→ **What to work on**
How many lines in the items below contain the word "dark"? Reply with only the number.

# Dataset rows start

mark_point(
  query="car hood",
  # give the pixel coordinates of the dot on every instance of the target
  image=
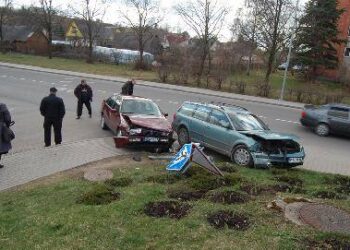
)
(151, 122)
(269, 135)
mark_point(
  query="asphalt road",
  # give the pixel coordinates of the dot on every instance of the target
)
(22, 91)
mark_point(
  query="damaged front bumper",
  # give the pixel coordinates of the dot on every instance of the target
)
(264, 160)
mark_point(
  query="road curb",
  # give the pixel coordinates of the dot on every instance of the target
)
(165, 86)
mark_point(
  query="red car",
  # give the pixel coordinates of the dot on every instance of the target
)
(136, 121)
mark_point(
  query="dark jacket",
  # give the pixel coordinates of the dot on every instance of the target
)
(128, 88)
(83, 92)
(5, 120)
(52, 107)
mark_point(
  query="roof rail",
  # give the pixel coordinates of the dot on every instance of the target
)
(223, 104)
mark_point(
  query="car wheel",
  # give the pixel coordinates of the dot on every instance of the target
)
(242, 156)
(103, 123)
(183, 136)
(322, 129)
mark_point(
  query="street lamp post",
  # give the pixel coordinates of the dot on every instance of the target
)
(289, 51)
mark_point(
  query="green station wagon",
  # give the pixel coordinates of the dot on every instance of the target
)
(235, 132)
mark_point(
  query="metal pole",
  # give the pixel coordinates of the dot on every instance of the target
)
(289, 52)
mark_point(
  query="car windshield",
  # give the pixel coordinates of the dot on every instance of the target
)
(246, 122)
(140, 107)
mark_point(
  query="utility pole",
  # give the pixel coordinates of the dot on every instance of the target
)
(290, 50)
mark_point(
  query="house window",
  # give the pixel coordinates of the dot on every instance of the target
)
(347, 52)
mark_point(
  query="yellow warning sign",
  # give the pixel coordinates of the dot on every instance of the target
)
(73, 31)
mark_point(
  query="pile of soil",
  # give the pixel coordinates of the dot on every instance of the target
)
(228, 168)
(164, 178)
(291, 180)
(172, 209)
(330, 243)
(229, 197)
(221, 219)
(187, 195)
(99, 195)
(328, 195)
(119, 182)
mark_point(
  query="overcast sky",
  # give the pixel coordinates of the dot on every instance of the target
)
(166, 6)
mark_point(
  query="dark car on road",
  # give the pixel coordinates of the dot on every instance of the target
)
(237, 133)
(327, 119)
(136, 121)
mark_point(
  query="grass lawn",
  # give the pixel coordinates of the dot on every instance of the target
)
(58, 214)
(293, 82)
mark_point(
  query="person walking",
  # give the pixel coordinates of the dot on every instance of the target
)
(84, 94)
(5, 122)
(128, 87)
(53, 110)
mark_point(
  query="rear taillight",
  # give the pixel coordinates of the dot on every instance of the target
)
(303, 114)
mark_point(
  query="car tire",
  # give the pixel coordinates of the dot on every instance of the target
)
(182, 136)
(242, 157)
(103, 123)
(322, 129)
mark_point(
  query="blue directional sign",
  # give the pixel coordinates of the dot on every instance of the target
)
(181, 159)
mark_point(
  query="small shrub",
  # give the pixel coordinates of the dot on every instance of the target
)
(119, 182)
(221, 219)
(172, 209)
(98, 195)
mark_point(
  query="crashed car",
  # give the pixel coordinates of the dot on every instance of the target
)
(136, 121)
(235, 132)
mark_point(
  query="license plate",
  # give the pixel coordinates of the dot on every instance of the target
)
(151, 139)
(295, 160)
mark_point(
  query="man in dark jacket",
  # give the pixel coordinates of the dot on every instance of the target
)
(128, 87)
(84, 94)
(53, 110)
(5, 120)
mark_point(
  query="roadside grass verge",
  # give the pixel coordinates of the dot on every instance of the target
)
(294, 82)
(50, 216)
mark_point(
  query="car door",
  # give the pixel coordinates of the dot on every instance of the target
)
(338, 118)
(198, 123)
(218, 132)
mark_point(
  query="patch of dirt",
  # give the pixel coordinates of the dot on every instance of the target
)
(291, 180)
(186, 195)
(210, 182)
(119, 182)
(229, 197)
(234, 221)
(172, 209)
(228, 168)
(282, 187)
(164, 178)
(330, 243)
(98, 195)
(323, 194)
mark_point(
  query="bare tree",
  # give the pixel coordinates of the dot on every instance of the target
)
(205, 18)
(44, 15)
(248, 25)
(274, 19)
(91, 13)
(5, 8)
(146, 19)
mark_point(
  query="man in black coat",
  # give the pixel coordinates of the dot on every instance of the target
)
(53, 110)
(84, 94)
(5, 120)
(128, 87)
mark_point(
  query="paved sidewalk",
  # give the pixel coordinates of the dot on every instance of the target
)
(161, 85)
(24, 167)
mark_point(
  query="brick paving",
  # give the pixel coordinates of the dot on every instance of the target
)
(23, 167)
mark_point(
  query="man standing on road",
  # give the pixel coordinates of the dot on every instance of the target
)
(84, 94)
(128, 87)
(53, 110)
(5, 122)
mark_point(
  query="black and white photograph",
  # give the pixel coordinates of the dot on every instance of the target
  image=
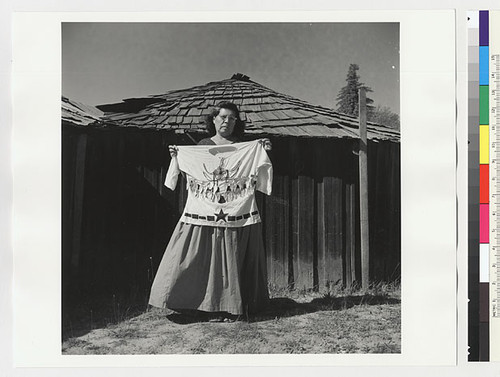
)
(230, 188)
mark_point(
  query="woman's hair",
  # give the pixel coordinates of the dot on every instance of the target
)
(239, 125)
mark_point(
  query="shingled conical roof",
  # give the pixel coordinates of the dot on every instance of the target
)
(79, 114)
(265, 112)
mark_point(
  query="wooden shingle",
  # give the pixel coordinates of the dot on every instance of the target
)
(265, 111)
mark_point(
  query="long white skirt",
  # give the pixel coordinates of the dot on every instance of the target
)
(212, 269)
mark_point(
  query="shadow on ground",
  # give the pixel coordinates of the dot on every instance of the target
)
(283, 307)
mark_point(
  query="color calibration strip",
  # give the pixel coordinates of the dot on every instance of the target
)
(484, 185)
(479, 145)
(473, 183)
(484, 167)
(493, 267)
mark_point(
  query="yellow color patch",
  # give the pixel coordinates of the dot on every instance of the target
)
(484, 145)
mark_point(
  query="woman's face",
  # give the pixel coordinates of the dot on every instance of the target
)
(224, 122)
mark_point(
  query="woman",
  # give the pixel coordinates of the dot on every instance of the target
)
(215, 263)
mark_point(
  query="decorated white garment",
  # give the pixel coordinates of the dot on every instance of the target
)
(221, 182)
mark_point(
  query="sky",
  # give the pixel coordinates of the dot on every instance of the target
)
(107, 62)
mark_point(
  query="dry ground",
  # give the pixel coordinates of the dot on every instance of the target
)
(299, 323)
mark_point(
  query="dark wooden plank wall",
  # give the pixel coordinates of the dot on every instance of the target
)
(310, 222)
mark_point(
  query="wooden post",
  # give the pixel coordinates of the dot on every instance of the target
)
(79, 188)
(363, 190)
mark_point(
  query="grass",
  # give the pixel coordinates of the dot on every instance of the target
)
(333, 321)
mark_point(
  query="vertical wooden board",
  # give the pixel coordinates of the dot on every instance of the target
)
(294, 231)
(275, 224)
(78, 212)
(334, 230)
(306, 233)
(350, 220)
(321, 232)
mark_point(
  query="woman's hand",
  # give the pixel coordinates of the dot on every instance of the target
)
(266, 143)
(173, 150)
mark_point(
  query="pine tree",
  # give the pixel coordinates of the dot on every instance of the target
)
(348, 98)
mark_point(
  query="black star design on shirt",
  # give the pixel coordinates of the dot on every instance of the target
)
(221, 215)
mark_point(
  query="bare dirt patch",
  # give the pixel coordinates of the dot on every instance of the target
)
(300, 323)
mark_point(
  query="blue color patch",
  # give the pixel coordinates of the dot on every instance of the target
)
(484, 59)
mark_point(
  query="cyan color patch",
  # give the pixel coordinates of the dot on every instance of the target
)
(484, 61)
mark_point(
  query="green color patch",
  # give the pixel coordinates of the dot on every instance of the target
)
(484, 104)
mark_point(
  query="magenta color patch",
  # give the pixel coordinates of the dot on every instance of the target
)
(484, 223)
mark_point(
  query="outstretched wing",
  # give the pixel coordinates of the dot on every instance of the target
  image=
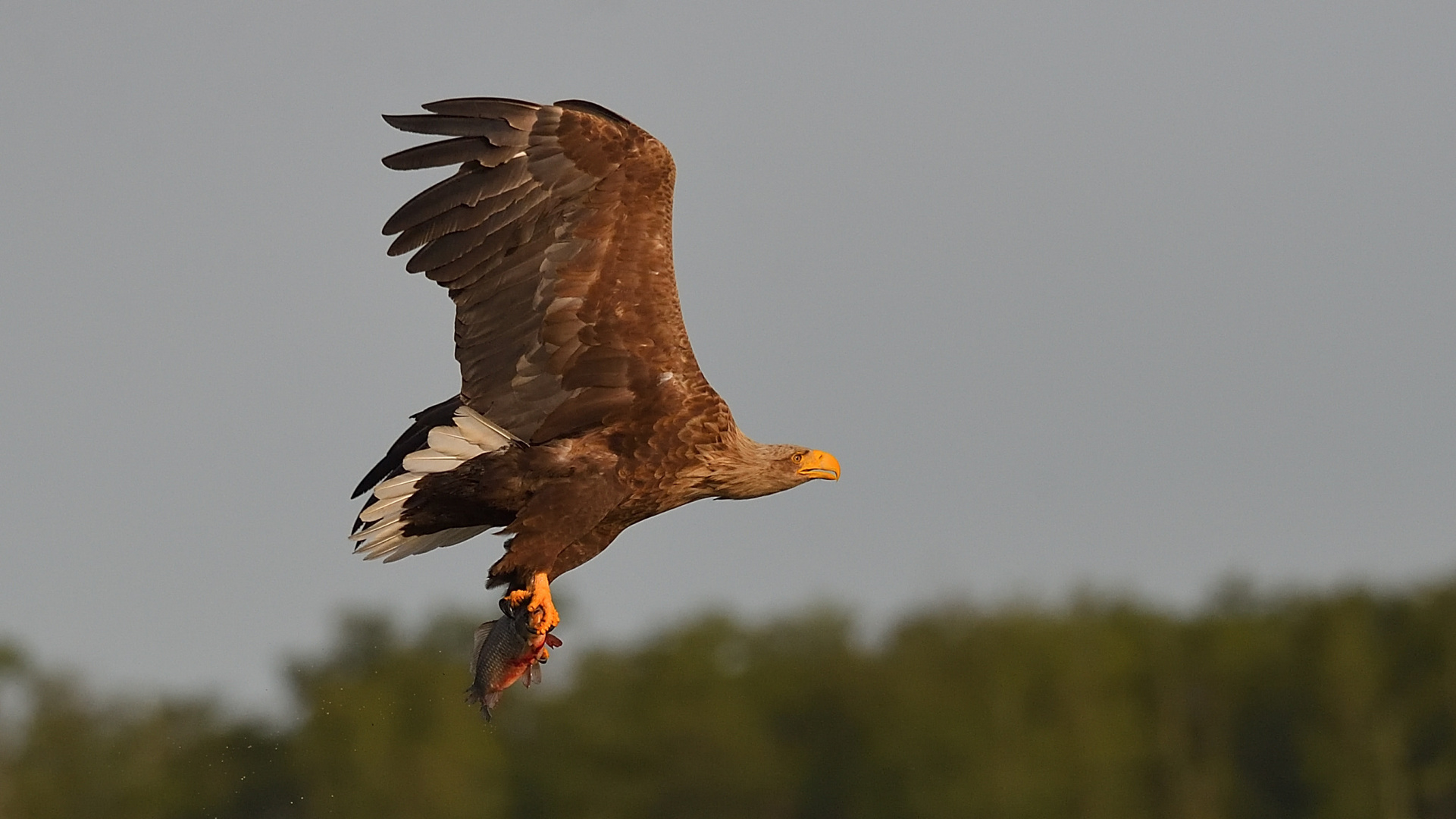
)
(555, 242)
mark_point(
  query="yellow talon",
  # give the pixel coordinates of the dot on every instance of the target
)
(536, 596)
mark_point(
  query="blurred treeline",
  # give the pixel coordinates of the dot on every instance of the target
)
(1331, 706)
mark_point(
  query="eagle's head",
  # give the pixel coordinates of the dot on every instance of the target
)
(756, 469)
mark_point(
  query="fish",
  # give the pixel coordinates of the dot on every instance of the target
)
(506, 651)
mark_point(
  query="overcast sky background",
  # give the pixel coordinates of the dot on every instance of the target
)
(1133, 295)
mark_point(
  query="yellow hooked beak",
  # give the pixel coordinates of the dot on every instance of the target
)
(819, 465)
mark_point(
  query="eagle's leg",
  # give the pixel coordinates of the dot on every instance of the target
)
(536, 598)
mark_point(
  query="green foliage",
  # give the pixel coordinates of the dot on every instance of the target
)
(1317, 707)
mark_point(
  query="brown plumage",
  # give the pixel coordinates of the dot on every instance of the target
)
(581, 407)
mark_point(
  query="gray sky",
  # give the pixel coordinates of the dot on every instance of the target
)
(1127, 293)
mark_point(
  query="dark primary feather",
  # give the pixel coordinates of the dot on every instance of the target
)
(558, 261)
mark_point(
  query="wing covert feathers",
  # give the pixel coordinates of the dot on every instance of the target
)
(553, 238)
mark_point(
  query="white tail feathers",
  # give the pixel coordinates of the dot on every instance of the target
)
(471, 436)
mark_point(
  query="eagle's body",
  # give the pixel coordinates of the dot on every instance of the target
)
(581, 407)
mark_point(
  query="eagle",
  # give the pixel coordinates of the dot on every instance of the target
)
(581, 407)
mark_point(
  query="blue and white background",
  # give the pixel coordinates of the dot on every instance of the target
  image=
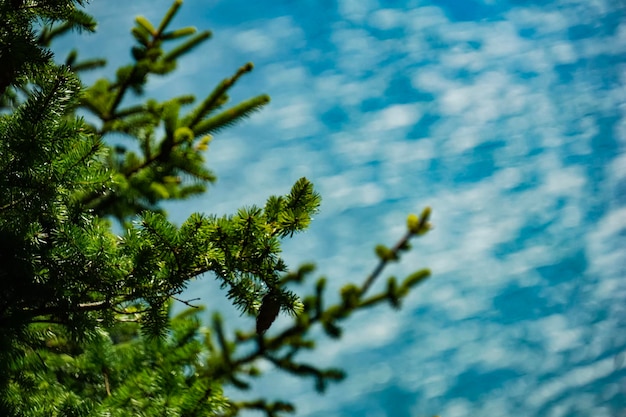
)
(508, 118)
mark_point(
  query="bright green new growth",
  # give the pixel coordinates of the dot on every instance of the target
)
(85, 323)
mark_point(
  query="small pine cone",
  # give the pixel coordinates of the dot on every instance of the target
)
(267, 313)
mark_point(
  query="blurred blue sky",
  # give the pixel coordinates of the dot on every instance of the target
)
(507, 117)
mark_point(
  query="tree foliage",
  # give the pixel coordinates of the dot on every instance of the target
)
(85, 312)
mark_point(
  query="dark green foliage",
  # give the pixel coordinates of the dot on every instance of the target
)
(85, 312)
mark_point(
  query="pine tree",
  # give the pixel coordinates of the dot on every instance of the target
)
(85, 312)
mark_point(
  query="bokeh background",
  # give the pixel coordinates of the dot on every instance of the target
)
(508, 118)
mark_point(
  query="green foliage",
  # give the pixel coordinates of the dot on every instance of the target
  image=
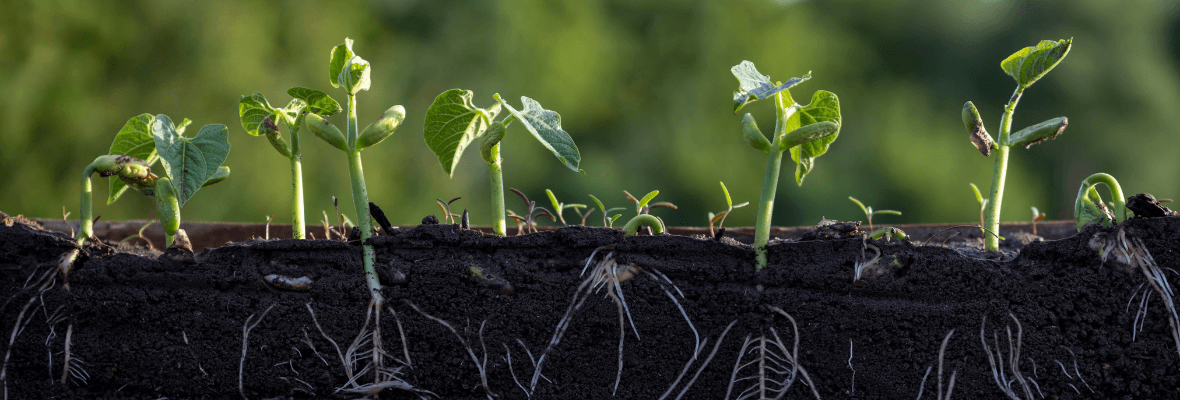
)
(1030, 64)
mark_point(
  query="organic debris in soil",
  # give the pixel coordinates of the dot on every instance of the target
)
(692, 316)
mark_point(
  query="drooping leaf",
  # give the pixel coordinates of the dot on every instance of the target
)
(1034, 61)
(133, 139)
(190, 162)
(354, 77)
(251, 110)
(825, 106)
(316, 102)
(545, 125)
(338, 58)
(452, 123)
(1040, 132)
(755, 86)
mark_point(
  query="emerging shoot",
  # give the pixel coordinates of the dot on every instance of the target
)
(806, 131)
(453, 122)
(1027, 66)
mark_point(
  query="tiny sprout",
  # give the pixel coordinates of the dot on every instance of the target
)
(608, 220)
(561, 208)
(1036, 216)
(720, 217)
(869, 211)
(446, 209)
(528, 220)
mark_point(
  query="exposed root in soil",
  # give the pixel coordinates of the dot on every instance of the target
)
(1134, 255)
(246, 334)
(1014, 360)
(777, 367)
(480, 365)
(950, 387)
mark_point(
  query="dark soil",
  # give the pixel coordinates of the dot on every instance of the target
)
(145, 327)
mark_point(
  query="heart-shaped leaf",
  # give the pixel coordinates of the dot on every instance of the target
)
(546, 126)
(133, 139)
(755, 86)
(251, 110)
(1034, 61)
(354, 77)
(452, 123)
(825, 106)
(190, 162)
(338, 58)
(316, 102)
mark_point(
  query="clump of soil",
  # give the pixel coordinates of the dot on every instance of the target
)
(149, 327)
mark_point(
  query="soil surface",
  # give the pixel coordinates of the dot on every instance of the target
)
(149, 326)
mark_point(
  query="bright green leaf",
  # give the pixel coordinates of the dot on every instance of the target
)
(190, 162)
(452, 123)
(755, 86)
(251, 110)
(546, 126)
(133, 141)
(1034, 61)
(316, 102)
(339, 57)
(825, 106)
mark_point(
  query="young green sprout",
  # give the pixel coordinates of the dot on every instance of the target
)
(1090, 208)
(561, 207)
(804, 130)
(259, 117)
(189, 164)
(608, 220)
(720, 217)
(351, 72)
(453, 122)
(870, 212)
(1027, 66)
(1036, 216)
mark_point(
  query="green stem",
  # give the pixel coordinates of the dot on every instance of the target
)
(998, 175)
(497, 174)
(297, 224)
(1120, 201)
(360, 201)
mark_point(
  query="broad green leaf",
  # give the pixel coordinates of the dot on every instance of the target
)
(1034, 61)
(190, 162)
(825, 106)
(251, 110)
(753, 85)
(338, 58)
(316, 102)
(452, 123)
(133, 139)
(354, 77)
(1040, 132)
(546, 126)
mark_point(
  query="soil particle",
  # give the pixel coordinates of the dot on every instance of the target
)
(145, 327)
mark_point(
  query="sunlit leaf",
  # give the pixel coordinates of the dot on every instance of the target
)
(133, 139)
(1034, 61)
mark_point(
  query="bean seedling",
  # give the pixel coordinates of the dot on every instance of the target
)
(453, 122)
(260, 118)
(870, 212)
(1027, 66)
(351, 72)
(804, 130)
(561, 207)
(720, 217)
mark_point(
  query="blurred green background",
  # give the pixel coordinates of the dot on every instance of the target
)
(642, 86)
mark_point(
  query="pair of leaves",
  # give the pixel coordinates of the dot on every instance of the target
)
(254, 109)
(190, 162)
(453, 122)
(1033, 63)
(347, 70)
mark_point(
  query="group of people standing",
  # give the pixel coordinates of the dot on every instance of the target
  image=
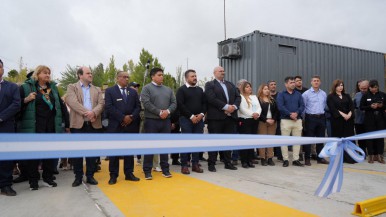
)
(226, 108)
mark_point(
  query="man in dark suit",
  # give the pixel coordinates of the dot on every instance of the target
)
(122, 108)
(223, 100)
(9, 106)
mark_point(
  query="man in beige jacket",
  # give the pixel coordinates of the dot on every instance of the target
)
(86, 103)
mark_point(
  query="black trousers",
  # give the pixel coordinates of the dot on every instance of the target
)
(247, 126)
(156, 126)
(128, 161)
(225, 126)
(373, 122)
(314, 127)
(360, 128)
(90, 161)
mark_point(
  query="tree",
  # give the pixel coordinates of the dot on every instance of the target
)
(138, 73)
(69, 76)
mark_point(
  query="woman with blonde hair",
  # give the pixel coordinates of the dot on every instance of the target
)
(267, 125)
(248, 114)
(42, 111)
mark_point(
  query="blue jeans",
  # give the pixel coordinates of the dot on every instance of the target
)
(188, 127)
(156, 126)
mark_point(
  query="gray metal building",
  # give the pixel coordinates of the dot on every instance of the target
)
(259, 57)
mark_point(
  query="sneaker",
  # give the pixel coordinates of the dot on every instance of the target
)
(49, 183)
(157, 169)
(166, 174)
(34, 186)
(148, 176)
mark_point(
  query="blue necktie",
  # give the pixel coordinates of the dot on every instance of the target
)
(124, 94)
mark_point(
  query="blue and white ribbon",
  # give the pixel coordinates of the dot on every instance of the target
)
(39, 146)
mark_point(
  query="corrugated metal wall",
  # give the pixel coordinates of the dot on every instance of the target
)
(267, 56)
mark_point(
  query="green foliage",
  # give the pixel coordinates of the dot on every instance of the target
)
(69, 76)
(17, 77)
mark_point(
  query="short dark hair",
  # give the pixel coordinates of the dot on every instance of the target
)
(79, 72)
(154, 71)
(286, 79)
(373, 83)
(189, 71)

# Dataset rows end

→ **Output**
9